▶ Task input:
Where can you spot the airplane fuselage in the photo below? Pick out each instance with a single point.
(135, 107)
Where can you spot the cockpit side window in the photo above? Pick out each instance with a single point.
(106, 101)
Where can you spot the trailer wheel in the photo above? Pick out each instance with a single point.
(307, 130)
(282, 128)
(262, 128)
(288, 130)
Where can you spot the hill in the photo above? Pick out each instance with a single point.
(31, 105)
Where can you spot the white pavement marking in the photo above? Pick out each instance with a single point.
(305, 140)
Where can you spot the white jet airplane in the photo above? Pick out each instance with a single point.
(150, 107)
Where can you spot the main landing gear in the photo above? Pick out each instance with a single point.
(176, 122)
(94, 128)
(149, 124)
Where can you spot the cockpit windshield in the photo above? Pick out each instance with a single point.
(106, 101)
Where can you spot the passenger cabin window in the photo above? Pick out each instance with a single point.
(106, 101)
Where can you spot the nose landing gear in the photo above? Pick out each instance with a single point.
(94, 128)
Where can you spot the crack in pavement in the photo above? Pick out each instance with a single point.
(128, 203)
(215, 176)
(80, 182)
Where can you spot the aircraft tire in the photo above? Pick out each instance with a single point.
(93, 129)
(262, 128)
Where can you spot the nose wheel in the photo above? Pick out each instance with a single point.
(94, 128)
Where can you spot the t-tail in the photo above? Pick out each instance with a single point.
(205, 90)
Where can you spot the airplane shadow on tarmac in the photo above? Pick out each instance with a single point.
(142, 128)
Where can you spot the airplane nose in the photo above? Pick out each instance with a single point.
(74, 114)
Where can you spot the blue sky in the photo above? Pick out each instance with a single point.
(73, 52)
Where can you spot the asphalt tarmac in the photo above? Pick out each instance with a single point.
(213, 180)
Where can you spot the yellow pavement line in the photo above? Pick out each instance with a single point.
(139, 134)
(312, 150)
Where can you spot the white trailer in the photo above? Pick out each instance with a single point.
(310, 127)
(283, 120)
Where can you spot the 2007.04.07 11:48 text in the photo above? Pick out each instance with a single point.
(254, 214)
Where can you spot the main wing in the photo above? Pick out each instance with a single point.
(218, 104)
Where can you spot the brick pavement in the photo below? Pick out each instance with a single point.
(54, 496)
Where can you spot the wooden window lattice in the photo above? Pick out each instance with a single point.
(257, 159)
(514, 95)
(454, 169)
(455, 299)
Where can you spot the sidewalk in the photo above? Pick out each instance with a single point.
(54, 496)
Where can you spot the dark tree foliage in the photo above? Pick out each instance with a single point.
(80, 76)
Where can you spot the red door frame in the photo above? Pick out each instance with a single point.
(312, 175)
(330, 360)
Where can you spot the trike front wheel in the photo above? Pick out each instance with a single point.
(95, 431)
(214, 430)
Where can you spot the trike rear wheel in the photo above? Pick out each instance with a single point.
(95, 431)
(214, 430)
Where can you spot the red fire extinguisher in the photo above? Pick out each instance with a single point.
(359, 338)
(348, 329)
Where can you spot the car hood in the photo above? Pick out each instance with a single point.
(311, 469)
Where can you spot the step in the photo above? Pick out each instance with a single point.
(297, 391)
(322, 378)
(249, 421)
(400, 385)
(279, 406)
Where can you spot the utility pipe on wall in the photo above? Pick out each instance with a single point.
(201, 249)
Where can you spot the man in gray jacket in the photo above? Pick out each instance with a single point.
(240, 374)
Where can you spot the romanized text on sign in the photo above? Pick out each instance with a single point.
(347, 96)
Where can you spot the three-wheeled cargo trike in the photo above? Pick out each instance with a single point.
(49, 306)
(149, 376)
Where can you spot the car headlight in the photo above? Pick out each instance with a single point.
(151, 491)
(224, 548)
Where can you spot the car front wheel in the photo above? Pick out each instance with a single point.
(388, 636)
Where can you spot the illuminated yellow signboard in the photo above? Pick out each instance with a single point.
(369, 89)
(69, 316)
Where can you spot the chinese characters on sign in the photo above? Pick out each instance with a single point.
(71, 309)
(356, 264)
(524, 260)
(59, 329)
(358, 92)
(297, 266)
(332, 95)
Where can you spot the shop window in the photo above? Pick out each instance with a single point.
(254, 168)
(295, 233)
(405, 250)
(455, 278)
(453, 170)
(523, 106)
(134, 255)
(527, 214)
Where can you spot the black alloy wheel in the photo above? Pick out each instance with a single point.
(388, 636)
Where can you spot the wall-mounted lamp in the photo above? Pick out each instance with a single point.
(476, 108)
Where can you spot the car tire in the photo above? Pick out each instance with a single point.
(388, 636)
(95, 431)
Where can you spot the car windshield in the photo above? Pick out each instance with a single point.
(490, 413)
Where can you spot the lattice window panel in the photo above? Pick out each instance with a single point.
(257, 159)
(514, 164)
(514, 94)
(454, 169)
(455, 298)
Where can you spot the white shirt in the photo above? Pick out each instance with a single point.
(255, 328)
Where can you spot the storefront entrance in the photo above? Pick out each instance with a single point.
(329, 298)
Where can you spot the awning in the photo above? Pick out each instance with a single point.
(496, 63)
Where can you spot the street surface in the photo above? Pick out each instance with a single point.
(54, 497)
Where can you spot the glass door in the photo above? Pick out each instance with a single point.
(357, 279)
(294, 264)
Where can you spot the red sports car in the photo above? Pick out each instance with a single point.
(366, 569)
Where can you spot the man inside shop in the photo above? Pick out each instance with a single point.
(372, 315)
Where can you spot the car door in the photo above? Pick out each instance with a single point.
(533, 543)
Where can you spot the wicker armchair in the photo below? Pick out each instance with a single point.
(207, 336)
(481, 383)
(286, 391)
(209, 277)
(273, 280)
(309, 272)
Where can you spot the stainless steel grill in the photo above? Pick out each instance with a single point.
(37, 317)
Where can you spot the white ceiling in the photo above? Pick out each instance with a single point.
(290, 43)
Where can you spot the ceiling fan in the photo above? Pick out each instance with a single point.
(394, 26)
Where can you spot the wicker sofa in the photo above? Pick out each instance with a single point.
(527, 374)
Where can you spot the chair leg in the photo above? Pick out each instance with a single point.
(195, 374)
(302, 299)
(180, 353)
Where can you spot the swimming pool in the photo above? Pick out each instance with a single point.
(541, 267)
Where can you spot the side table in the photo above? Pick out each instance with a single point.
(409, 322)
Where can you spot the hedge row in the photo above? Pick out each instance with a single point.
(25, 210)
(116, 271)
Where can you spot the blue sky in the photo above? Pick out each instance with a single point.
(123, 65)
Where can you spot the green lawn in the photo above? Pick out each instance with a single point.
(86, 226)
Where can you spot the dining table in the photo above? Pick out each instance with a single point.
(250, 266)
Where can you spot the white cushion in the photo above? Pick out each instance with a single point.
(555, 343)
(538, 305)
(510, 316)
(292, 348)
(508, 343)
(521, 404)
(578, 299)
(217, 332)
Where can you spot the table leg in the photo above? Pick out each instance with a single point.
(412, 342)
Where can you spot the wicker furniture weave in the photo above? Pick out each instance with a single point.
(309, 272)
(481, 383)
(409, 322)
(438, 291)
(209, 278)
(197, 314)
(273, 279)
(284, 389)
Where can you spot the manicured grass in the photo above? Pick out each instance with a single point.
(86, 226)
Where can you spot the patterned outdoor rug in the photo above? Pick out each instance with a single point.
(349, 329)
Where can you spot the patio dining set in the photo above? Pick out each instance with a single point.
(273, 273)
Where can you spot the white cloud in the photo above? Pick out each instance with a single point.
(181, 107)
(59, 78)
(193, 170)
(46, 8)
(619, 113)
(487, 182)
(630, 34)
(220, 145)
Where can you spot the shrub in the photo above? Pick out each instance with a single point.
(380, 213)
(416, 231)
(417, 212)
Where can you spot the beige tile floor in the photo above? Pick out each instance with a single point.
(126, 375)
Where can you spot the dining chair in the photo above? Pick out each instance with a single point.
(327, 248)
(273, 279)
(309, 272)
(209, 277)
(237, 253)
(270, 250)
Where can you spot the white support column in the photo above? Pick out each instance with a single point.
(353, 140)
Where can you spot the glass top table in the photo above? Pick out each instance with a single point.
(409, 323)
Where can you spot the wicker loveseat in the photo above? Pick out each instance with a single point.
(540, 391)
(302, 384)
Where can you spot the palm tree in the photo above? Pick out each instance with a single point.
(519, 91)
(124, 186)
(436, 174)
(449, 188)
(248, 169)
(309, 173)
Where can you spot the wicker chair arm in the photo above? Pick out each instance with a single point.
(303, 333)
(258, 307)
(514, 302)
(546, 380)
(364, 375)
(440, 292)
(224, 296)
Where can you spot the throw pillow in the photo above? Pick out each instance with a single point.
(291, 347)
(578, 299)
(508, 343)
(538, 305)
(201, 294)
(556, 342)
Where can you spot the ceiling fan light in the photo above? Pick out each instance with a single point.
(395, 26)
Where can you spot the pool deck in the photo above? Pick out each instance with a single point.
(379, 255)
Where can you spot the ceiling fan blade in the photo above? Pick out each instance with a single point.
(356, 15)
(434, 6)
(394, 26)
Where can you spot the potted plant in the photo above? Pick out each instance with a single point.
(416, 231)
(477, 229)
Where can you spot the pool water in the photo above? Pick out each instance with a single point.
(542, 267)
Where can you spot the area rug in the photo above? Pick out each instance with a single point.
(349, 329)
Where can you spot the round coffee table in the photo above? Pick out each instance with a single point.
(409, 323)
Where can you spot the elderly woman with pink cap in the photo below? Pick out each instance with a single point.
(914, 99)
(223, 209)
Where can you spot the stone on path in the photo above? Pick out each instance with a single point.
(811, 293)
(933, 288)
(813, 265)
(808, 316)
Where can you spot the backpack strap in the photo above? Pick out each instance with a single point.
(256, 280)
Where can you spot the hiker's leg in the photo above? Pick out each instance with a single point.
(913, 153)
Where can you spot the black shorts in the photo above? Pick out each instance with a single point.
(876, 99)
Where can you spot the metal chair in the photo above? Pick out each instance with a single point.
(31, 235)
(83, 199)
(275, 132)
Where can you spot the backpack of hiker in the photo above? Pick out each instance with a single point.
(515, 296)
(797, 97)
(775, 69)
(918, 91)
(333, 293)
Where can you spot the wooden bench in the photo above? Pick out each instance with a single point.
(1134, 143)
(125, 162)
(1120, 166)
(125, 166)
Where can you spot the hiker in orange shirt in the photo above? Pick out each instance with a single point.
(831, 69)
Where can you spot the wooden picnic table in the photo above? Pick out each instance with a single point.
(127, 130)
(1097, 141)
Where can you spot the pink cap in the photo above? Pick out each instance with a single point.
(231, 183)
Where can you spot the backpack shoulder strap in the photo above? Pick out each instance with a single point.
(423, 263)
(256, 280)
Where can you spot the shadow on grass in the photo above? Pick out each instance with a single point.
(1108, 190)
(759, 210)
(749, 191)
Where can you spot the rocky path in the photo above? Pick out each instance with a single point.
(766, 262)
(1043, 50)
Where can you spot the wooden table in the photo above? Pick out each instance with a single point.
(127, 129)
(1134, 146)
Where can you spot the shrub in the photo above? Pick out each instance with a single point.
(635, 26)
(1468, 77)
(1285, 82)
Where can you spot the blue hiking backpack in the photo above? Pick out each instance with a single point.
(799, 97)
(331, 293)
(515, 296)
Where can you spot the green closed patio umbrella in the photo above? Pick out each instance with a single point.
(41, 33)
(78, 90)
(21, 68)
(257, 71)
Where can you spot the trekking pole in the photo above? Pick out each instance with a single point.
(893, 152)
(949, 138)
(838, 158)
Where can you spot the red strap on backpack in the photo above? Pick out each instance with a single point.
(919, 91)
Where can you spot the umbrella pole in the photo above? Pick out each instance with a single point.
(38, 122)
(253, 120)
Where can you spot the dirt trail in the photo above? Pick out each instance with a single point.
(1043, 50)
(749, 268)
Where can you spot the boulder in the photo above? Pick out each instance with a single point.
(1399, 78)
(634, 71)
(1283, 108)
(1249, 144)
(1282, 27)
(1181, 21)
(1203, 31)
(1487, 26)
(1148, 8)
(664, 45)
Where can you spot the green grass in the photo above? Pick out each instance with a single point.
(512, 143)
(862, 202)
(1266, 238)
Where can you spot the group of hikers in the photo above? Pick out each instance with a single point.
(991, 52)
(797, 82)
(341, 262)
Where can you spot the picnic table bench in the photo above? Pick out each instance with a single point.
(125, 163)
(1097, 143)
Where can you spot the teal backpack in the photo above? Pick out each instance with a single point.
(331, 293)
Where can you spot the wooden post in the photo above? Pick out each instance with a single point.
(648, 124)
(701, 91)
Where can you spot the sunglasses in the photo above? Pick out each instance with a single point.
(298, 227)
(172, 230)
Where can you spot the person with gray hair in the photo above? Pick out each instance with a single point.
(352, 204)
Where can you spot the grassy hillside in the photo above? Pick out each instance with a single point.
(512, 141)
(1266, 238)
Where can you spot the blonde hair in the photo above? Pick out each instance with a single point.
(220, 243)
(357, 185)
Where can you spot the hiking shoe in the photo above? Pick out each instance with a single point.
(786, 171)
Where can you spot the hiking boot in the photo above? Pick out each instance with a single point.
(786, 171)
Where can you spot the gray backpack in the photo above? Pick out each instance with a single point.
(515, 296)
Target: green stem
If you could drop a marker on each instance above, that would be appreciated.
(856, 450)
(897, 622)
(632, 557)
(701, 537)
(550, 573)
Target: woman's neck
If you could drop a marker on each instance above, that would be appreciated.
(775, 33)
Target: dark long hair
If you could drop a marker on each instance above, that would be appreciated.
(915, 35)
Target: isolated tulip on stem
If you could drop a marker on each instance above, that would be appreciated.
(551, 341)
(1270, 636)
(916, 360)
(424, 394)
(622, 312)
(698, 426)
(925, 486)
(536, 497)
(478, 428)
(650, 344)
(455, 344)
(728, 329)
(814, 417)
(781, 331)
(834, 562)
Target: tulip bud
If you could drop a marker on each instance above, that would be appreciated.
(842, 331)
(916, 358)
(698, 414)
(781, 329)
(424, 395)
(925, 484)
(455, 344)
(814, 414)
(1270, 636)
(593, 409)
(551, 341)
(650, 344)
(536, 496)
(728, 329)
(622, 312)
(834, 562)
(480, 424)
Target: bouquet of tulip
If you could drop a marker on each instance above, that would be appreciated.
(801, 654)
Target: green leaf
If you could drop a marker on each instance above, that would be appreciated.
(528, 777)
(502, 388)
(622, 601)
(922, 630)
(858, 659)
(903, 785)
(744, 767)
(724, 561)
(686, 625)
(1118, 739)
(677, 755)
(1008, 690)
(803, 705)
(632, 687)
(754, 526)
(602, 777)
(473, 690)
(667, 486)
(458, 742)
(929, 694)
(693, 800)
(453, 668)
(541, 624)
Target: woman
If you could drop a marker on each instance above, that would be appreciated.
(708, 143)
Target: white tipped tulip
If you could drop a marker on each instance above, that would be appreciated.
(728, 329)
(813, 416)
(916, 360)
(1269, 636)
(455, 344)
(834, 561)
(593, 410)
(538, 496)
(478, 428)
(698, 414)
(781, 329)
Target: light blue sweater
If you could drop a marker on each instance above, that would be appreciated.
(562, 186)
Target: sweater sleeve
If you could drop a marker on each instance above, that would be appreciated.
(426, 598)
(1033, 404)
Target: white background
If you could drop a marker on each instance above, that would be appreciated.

▶ Required task: Copy out the records above word for word, beginning with the line that contains "Where can you spot the green closed" and ending after the line that contains "(1097, 143)".

▶ Exercise output:
Where can you spot the green closed patio umbrella in the photo above? Pick out each instance with a single point.
(41, 33)
(78, 90)
(21, 68)
(257, 71)
Where can you spot the trekking pole in the photo above? Pick out each instance with a single point.
(893, 152)
(949, 138)
(838, 158)
Where can you spot the red strap on backpack in the photo above? Pick out each instance with a single point.
(919, 91)
Where can you spot the umbrella pole in the photo above? Pick out each instance with a single point.
(38, 122)
(253, 120)
Where can you spot the dirt trail in the photo above? Pick out each instance with a single point.
(1043, 50)
(749, 268)
Where can you spot the boulder in the photo above? Pick out each instance with a single point.
(1399, 78)
(634, 71)
(1283, 108)
(1249, 144)
(1282, 27)
(1181, 21)
(1203, 31)
(1487, 26)
(1148, 8)
(664, 45)
Where can you spot the green grass in the photo above? Pick out each instance with a single point.
(512, 143)
(862, 202)
(1266, 238)
Where can you spot the group of hikers in the photo above? Pick out each instance with a single point.
(991, 52)
(797, 82)
(341, 262)
Where can you spot the picnic table bench in the photo above? Pick out each instance with a single point.
(125, 163)
(1097, 143)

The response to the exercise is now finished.